[Point labels for objects]
##########

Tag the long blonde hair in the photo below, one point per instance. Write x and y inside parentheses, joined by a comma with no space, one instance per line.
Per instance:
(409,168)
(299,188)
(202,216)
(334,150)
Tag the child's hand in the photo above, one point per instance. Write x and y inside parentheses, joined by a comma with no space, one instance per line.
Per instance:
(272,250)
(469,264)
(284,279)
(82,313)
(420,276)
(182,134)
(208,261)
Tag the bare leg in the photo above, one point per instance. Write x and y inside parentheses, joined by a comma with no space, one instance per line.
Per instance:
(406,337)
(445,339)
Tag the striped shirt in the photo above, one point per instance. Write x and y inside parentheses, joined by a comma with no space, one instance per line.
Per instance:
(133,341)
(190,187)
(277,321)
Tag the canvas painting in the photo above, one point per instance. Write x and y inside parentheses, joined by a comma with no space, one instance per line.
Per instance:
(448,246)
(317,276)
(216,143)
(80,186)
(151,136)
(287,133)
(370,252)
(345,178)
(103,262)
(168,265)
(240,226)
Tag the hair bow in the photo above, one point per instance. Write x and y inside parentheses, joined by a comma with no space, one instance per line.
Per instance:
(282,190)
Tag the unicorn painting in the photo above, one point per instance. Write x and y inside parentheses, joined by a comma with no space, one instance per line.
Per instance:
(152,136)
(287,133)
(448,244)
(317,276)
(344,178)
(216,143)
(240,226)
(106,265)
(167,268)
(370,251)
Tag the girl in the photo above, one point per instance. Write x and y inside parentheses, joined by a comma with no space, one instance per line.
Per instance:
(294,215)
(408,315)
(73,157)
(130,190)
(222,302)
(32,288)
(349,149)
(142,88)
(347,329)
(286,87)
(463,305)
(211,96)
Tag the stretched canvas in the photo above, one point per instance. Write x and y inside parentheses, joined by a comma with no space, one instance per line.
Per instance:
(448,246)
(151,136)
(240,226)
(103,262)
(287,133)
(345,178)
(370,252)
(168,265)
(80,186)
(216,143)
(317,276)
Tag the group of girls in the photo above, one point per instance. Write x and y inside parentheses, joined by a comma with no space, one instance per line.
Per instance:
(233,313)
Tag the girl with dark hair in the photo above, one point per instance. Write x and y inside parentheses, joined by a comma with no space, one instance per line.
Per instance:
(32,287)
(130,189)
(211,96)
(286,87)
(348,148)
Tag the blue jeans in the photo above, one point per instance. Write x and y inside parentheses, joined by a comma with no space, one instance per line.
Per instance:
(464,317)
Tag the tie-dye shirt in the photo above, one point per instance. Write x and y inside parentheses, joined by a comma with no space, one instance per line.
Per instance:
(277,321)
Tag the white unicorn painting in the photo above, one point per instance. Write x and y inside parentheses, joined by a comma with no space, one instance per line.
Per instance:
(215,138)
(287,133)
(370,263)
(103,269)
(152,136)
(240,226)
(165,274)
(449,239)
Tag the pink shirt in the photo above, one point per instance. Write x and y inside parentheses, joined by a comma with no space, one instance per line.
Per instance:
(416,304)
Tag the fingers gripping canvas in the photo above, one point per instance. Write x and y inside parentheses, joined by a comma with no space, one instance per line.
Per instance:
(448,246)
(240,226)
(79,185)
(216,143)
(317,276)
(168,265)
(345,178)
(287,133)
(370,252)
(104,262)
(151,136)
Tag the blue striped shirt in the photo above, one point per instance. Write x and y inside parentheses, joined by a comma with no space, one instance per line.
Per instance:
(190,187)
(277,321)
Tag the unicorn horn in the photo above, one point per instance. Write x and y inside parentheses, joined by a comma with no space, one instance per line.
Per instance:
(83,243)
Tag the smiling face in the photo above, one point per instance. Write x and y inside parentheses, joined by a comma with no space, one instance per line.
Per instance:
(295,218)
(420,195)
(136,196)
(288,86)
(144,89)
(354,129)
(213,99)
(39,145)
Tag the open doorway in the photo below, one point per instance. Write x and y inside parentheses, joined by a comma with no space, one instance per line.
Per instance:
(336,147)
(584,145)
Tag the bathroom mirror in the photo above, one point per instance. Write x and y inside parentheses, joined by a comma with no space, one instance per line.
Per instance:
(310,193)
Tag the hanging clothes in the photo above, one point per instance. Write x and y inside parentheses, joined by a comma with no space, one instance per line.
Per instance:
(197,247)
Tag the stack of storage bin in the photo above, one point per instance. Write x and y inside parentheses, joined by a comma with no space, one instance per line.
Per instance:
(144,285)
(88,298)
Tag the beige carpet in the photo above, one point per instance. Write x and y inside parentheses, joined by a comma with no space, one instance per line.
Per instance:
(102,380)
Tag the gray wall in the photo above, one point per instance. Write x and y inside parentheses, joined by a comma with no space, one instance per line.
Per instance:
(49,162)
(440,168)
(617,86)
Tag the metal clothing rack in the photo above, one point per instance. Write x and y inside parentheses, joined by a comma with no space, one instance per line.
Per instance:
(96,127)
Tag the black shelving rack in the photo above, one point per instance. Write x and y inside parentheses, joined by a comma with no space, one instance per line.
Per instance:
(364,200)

##########

## [GIVEN PROBLEM]
Arrange every line of the records above as a JSON list of strings, one string per line, leaving out any blank lines.

## [EXERCISE OUTPUT]
[
  "Tag the long blonde hair in the photo below, one point per instance. Write x and y inside parentheses, joined by a comma with no space, one instance per line.",
  "Per instance:",
  "(409,168)",
  "(299,188)",
  "(202,216)",
  "(334,150)",
  "Tag the child's hand in the photo above, one point per instance. Write x and y inside parentheses, joined by a comma with no space, one instance per line.",
  "Per instance:",
  "(272,250)",
  "(469,264)",
  "(284,279)",
  "(82,313)",
  "(420,276)",
  "(182,134)",
  "(208,261)",
  "Tag the bare leg in the photo above, one point per instance. Write x and y inside parentheses, joined by a comma with no space, one instance per line.",
  "Per instance:",
  "(406,337)",
  "(445,339)",
  "Tag the striped shirt in the photo above, one point per instance. Write x and y inside parentheses, joined by a comma with no space, one instance per line.",
  "Per instance:",
  "(133,341)",
  "(190,187)",
  "(277,321)",
  "Tag the canvas painting in the photo above, one point per instance. Write x and y inside parentheses, joined by a comma with no space, one instance per line.",
  "Per instance:",
  "(448,246)",
  "(317,276)",
  "(216,143)",
  "(80,186)",
  "(151,136)",
  "(287,133)",
  "(370,252)",
  "(345,178)",
  "(103,262)",
  "(168,265)",
  "(240,226)",
  "Tag the hair bow in the photo above, one point per instance. Write x and y inside parentheses, joined by a comma with no space, one instance per line.",
  "Per instance:",
  "(282,190)",
  "Tag the unicorn painting in the photo above, one point per instance. Write x and y inside parentheses, joined by a comma with no space, one instance per line.",
  "Per instance:",
  "(152,136)",
  "(287,133)",
  "(448,244)",
  "(317,276)",
  "(344,178)",
  "(216,143)",
  "(240,226)",
  "(106,265)",
  "(167,268)",
  "(370,251)",
  "Tag the girl in the photo above, one point per instance. Write x and y inside parentheses, joined by a comma with no space, one instance per line.",
  "Per instance:",
  "(294,215)",
  "(408,315)",
  "(73,157)",
  "(130,190)",
  "(222,302)",
  "(32,288)",
  "(349,149)",
  "(142,88)",
  "(347,329)",
  "(286,87)",
  "(463,305)",
  "(211,96)",
  "Tag the stretched canvas in the photo above, one point per instance. Write x and y inside parentheses, joined by a comma with no space, one instance per line.",
  "Per instance:",
  "(448,246)",
  "(151,136)",
  "(240,226)",
  "(103,262)",
  "(287,133)",
  "(345,178)",
  "(370,252)",
  "(168,265)",
  "(80,186)",
  "(216,143)",
  "(317,276)",
  "Tag the group of girls in the photo above, one point per instance. Write x and y inside parentheses, joined by a comma with no space, one instance per line.",
  "Per instance:",
  "(233,313)",
  "Tag the girl with dark hair in the photo above, one point per instance. Write x and y inside parentheses, joined by a comma with no space, one instance per line.",
  "Per instance:",
  "(32,287)",
  "(130,189)",
  "(211,96)",
  "(286,87)",
  "(348,148)",
  "Tag the blue jeans in the photo above, one point per instance. Write x and y inside parentheses, joined by a comma with no space, one instance per line.",
  "Per instance:",
  "(464,317)",
  "Tag the tie-dye shirt in the photo above, one point per instance. Write x and y inside parentheses, joined by a comma with no space, one instance per line.",
  "Per instance:",
  "(277,321)",
  "Tag the white unicorn painting in the photo above, one point per instance. Write x and y inside parentheses, joined by a comma with no space, one instance per line.",
  "Per instance:",
  "(215,138)",
  "(287,133)",
  "(370,263)",
  "(103,269)",
  "(152,136)",
  "(240,226)",
  "(165,274)",
  "(449,239)",
  "Tag the pink shirt in the photo above, one point per instance. Write x and y inside parentheses, joined by a comma with no space, one instance per line.",
  "Per instance:",
  "(416,304)",
  "Tag the fingers gripping canvas in the photo above, one point per instance. Write x and y inside parentheses, joined by a comma with no space, one instance per line.",
  "Per instance:",
  "(448,246)",
  "(240,226)",
  "(79,185)",
  "(216,143)",
  "(317,276)",
  "(168,265)",
  "(345,178)",
  "(287,133)",
  "(370,252)",
  "(104,262)",
  "(151,136)",
  "Tag the blue striped shirt in the photo above, one point per instance. Write x and y inside parentheses, joined by a comma with no space, one instance per line.",
  "Per instance:",
  "(190,187)",
  "(277,321)",
  "Tag the unicorn horn in the photo above, one point per instance. Write x and y inside parentheses, joined by a comma with no space, one instance per line.",
  "Per instance:",
  "(83,243)",
  "Tag the smiling face in the photo above, one point per instance. Write x and y inside parentheses, joined by a comma with no space, one instance per line.",
  "Per instance:",
  "(295,218)",
  "(420,195)",
  "(136,196)",
  "(288,86)",
  "(144,89)",
  "(354,129)",
  "(213,99)",
  "(39,145)",
  "Tag the open doorway in the photo below, one point per instance. Write x and y inside parentheses, joined by a comma with no space, one instance per line.",
  "Per instance:",
  "(336,147)",
  "(584,145)",
  "Tag the bathroom mirror in the photo above, one point per instance. Write x and y inside parentheses, joined by a comma with no space, one instance per line.",
  "Per instance:",
  "(310,193)",
  "Tag the hanging clothes in the photo above, one point per instance. Write x and y inside parentheses, joined by a comma with no space, one instance per line.",
  "Per instance:",
  "(197,247)",
  "Tag the stack of storage bin in the photo above, one point per instance. Write x and y inside parentheses, joined by a comma with no space, one instance per line.",
  "Per instance:",
  "(144,285)",
  "(88,298)",
  "Tag the beige carpet in the photo above, one point per instance. Write x and y inside parentheses, joined by a comma with no space, one instance per line.",
  "Per instance:",
  "(102,380)",
  "Tag the gray wall in the photo above, one point per instance. Write x and y inside parentheses, joined by a comma with no space, one instance per line.",
  "Per instance:",
  "(49,162)",
  "(440,168)",
  "(617,86)",
  "Tag the metal clothing rack in the photo above, one point per instance. Write x and y inside parentheses, joined by a comma with no space, one instance per line.",
  "Per instance:",
  "(96,127)",
  "Tag the black shelving rack in the photo above, one point per instance. Write x and y inside parentheses, joined by a comma with no space, one instance per line.",
  "Per instance:",
  "(364,200)"
]